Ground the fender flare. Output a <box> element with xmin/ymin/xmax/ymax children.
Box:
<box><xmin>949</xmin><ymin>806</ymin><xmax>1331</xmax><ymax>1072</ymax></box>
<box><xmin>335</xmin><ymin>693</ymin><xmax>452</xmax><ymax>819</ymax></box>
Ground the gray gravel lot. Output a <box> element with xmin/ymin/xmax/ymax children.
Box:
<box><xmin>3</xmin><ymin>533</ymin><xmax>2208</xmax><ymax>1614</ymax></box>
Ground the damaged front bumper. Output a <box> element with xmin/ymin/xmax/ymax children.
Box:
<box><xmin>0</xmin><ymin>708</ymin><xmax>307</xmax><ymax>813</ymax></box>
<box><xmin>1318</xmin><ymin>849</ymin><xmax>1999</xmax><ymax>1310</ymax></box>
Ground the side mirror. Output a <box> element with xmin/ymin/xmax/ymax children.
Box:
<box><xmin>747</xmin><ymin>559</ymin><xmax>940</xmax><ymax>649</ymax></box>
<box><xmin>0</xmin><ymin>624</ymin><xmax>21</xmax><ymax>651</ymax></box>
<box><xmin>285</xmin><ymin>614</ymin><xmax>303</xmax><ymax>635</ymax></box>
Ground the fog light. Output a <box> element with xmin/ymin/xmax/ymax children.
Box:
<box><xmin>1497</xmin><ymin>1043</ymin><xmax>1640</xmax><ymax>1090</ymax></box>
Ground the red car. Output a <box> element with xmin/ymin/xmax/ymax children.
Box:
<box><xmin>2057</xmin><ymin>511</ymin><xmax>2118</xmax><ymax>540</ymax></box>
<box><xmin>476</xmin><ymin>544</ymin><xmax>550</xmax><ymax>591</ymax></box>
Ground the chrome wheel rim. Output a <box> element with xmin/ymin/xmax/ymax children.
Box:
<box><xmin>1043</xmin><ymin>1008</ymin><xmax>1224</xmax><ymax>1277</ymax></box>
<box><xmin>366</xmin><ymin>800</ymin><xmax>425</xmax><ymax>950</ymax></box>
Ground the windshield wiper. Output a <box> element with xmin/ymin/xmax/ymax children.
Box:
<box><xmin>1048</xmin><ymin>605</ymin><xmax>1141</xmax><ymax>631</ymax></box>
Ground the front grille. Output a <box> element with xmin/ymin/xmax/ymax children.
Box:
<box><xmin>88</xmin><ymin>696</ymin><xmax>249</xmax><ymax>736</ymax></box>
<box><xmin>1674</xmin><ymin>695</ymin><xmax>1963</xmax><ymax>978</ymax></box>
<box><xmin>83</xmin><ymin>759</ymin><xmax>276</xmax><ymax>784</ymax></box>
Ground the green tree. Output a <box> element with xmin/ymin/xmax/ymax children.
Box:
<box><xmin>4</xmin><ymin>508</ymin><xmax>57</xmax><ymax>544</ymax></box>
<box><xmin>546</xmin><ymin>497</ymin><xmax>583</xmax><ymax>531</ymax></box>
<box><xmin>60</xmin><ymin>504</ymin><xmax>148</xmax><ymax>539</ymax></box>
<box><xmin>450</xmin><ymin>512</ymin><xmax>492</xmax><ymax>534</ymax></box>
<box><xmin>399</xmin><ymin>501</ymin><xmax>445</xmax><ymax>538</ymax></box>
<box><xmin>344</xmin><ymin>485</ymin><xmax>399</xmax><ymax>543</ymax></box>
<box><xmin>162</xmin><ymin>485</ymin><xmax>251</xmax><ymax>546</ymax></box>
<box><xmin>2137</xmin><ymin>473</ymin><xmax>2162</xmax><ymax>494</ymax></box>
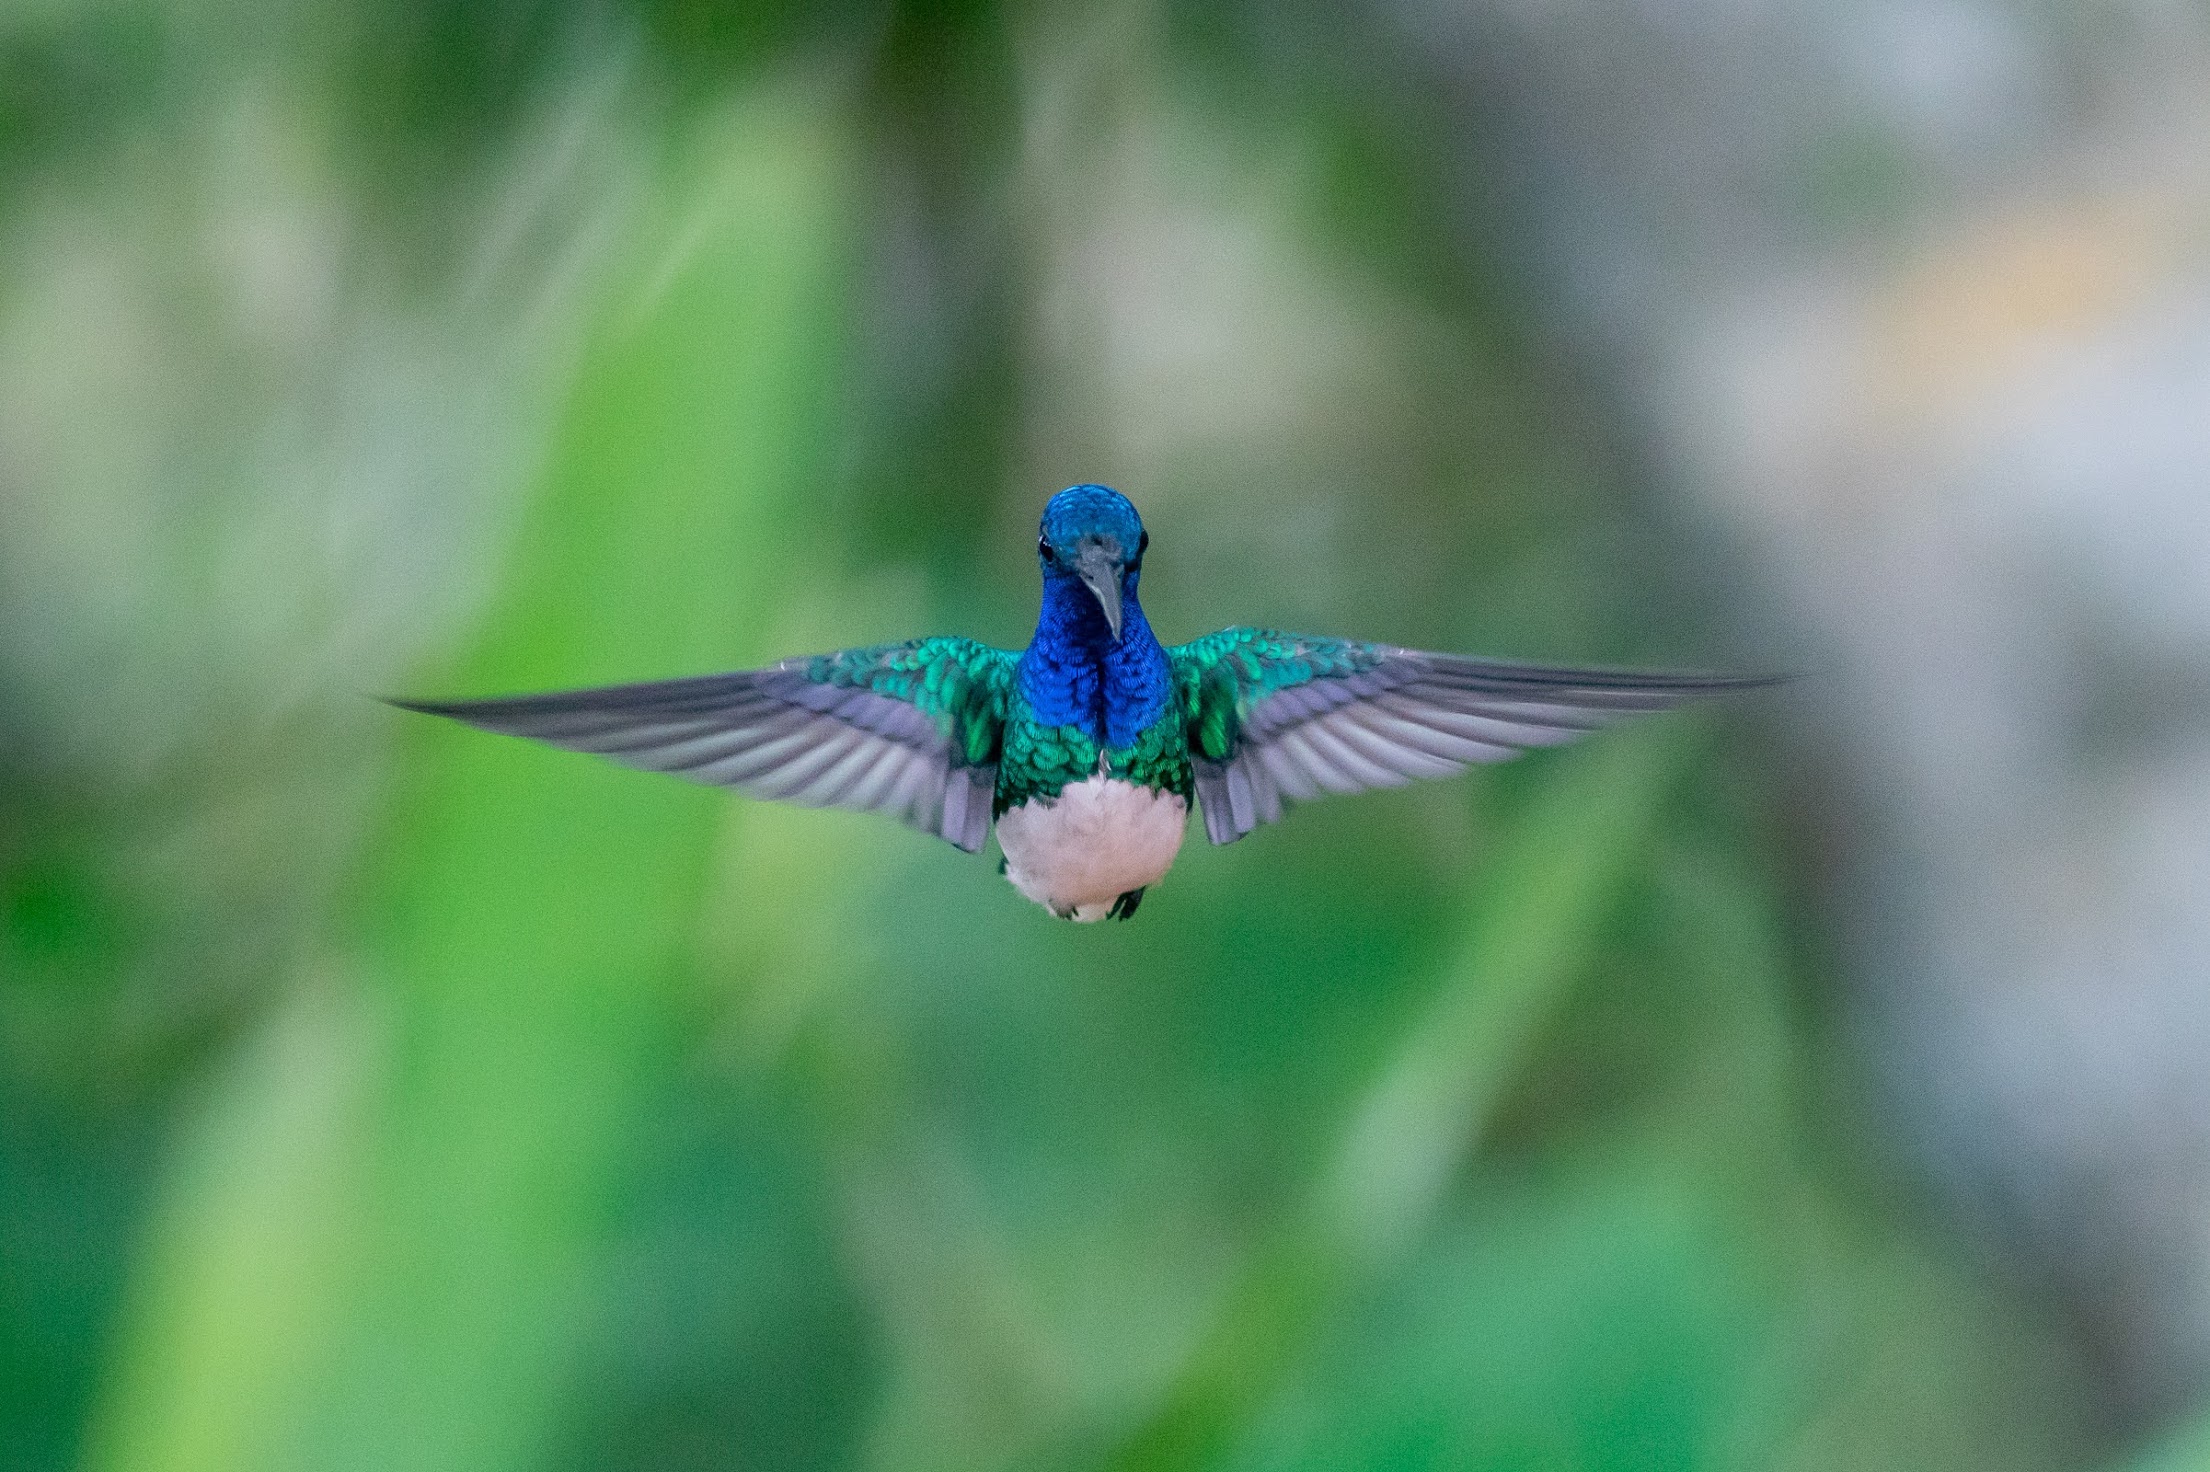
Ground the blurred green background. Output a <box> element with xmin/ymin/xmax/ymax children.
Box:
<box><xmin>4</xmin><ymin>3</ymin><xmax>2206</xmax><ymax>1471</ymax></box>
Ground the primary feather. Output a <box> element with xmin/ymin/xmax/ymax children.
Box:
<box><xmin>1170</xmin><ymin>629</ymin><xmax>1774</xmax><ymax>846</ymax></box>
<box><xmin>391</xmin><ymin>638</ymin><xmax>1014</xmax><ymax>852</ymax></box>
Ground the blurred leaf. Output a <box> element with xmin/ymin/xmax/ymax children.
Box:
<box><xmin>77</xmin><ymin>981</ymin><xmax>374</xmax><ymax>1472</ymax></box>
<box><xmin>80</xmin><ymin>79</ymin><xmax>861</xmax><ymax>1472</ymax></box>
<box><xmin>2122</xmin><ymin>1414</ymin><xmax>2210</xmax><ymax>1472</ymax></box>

- _AIM OF THE TASK_: For the span from the line containing "Ground the blurred green" through the last line of the entries above, transcribe each line exactly and leave out everything else.

- _EXERCISE RESPONSE_:
Ground the blurred green background. Output a <box> element with xmin/ymin/xmax/ymax children.
Box:
<box><xmin>4</xmin><ymin>3</ymin><xmax>2206</xmax><ymax>1471</ymax></box>
Ground the primary feather. Output a <box> element with xmin/ymin/xmax/ymax children.
Box:
<box><xmin>1170</xmin><ymin>629</ymin><xmax>1774</xmax><ymax>846</ymax></box>
<box><xmin>391</xmin><ymin>638</ymin><xmax>1014</xmax><ymax>852</ymax></box>
Ground the blurred leaf. Output a <box> element with xmin/ymin/xmax/ymax children.
Box:
<box><xmin>77</xmin><ymin>981</ymin><xmax>374</xmax><ymax>1472</ymax></box>
<box><xmin>80</xmin><ymin>79</ymin><xmax>861</xmax><ymax>1472</ymax></box>
<box><xmin>2122</xmin><ymin>1414</ymin><xmax>2210</xmax><ymax>1472</ymax></box>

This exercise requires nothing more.